▶ [WORK INSTRUCTION 1]
In the text on awn inheritance, rewrite the paragraph beginning "Within the awned subsets" as a shorter bulleted list that keeps its main facts.
▶ [WORK INSTRUCTION 2]
Translate this sentence from the text on awn inheritance into Spanish: "This suggested that CR and LR were likely to be controlled by the same locus for the awned phenotypes."

Within the awned subsets, the segregation of hooded awn vs. straight awn was 29 vs. 13 on CR and 17 vs. 9 on LR. A Chi-squared test indicated that the segregations of hooded vs. straight on CR and LR both followed the expected ratio of 3:1 (p-value = 0.48 and 0.37, respectively), suggesting that they were also controlled by a single locus each. Within the straight awn subsets, the segregation of long awn vs. short awn was 10 vs. 3 for CR and 9 vs. 0 for LR. A Chi-squared test was not suitable for testing the two segregation ratios because the sample sizes were too small. Nevertheless, the segregation on CR (10 vs. 3) was obviously very close to 3:1, and the segregations on CR and LR both showed a high p-value (= 0.873 and 0.178, respectively) of being 3:1 when the Chi-squared test was implemented approximately. Hence, it appeared that the variation of awn length was also controlled by a single locus for CR and LR, respectively. Noticeably, although the number of CR-awned plants and that of LR-awned plants were not equal (the former was larger than the latter), CR and LR always showed the same awned phenotype (hooded, long or short awns) in a plant with awned LR. This suggested that CR and LR were likely to be controlled by the same locus for the awned phenotypes. The plants displaying awned CR but awnless LR were likely to carry the dominant allele B. We designate the locus for hooded/straight awn as H (with alleles H for hooded awn and h for straight awn), and that for long/short awn as L (with alleles L for long awn and l for short awn), respectively.

▶ [ENTRIES PROVIDED]
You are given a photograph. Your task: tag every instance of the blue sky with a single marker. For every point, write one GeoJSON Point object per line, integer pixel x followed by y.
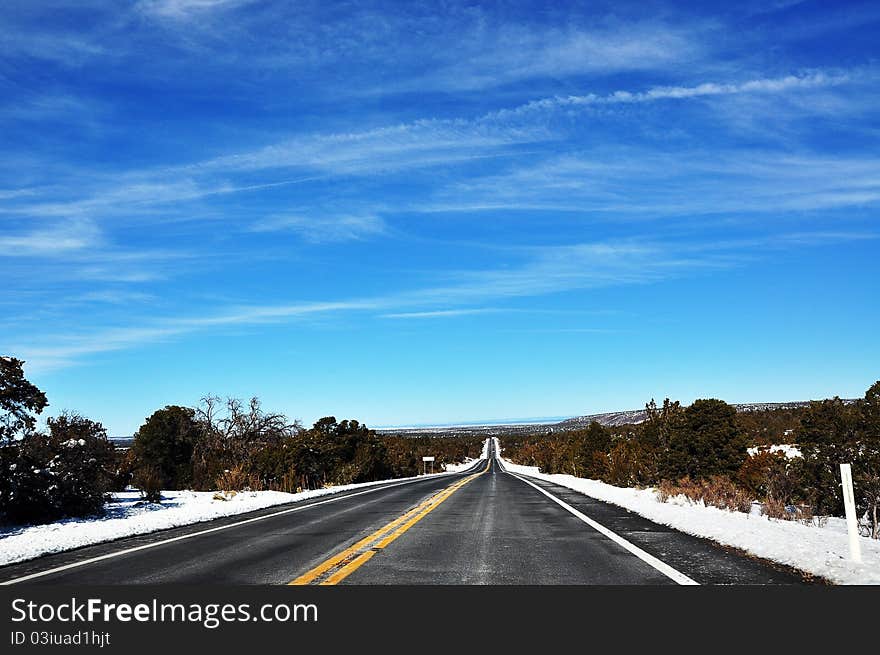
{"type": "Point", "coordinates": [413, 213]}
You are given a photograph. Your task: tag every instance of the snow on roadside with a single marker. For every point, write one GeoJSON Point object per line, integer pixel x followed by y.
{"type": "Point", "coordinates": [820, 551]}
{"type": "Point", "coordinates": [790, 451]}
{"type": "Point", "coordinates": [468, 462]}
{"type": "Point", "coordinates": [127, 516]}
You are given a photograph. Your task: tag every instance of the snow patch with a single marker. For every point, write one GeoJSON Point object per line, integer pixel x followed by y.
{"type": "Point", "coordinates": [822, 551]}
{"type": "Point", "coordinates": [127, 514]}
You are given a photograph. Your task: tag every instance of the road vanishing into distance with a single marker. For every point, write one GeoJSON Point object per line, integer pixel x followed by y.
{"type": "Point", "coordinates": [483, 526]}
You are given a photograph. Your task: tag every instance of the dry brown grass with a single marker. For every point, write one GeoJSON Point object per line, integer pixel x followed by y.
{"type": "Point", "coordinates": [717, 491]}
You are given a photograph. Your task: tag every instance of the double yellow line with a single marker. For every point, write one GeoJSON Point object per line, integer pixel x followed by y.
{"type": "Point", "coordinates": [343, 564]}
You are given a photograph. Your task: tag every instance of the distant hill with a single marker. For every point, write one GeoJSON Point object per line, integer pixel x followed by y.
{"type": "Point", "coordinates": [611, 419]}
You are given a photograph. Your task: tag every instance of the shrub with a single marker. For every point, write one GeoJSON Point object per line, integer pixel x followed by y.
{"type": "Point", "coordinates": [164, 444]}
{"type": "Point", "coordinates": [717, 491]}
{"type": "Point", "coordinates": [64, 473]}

▶ [EXERCISE OUTPUT 1]
- Among awned plants, hooded vs. straight awn segregated 29:13 on CR and 17:9 on LR. A Chi-squared test found both fit a 3:1 ratio (p = 0.48 and 0.37), which suggests a single locus each.
- Among straight-awned plants, long vs. short awn segregated 10:3 on CR and 9:0 on LR. The samples were too small for a proper Chi-squared test. An approximate test gave high p-values for 3:1 (0.873 and 0.178), so awn length also appeared to be controlled by a single locus for CR and LR.
- CR-awned plants outnumbered LR-awned plants. Even so, CR and LR always showed the same awned phenotype in plants with awned LR, so they were likely controlled by the same locus.
- Plants with awned CR but awnless LR likely carried the dominant allele B.
- Locus names: H for hooded/straight awn (H = hooded, h = straight) and L for long/short awn (L = long, l = short).

▶ [EXERCISE OUTPUT 2]
Esto sugirió que CR y LR probablemente estaban controlados por el mismo locus para los fenotipos aristados.